Same environment vars, same vray/maya installs, same deadline installs, same rights on folders and files (as far as i can tell), same service…

Getting more confused by the minute.

Can you add me via Skype? I’d like to work through this with you.

My account for work is “edwin.amsler”.

So, the service does need to start as root because we use su to drop down, and that PID and log are likely owned by root, so not just anyone can write them.

What I would do is set the write permissions of those files to rwx for everyone, then try restarting the service.

I’m going to dig into the init script to actually refresh myself as to how that actually works. Should be able to provide more tips after that.

Alrighty, so I definitely wrote this darn script.

It looks like we delete the PID file when we stop the service, so go ahead and do the same, then try and start it using sudo. That should bring things back up and running.

Okay! Figured it out!

Looks like a variable we thought we were passing via the init script actually wasn’t being passed at all.

There’s a little ‘deadlineclient.sh’ file that we put in /etc/profile.d/ that sets the path to Deadline. For whatever reason, that script was missing on the problem machines, so when we told su to run the launcher, it would actually look in that user’s environment for the path to Deadline not the environment we had set for it. Without ‘deadlineclient.sh’ there, there was no environment to point the way.

Whew.

**GIVEN MATERIAL**.
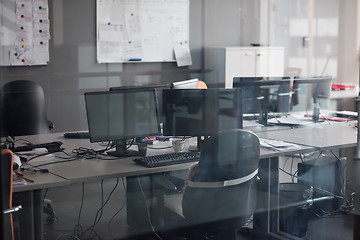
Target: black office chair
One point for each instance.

**TASK OBJECTIVE**. In the forum thread about the Deadline service, why did the launcher fail to find the path to Deadline on the problem machines? Answer in one to three sentences.

**EXERCISE SOLUTION**. The 'deadlineclient.sh' file in /etc/profile.d/, which sets the path to Deadline, was missing on those machines. When su ran the launcher, it looked in that user's environment for the path instead of the one set for it. Without the file, that environment had nothing to point the way.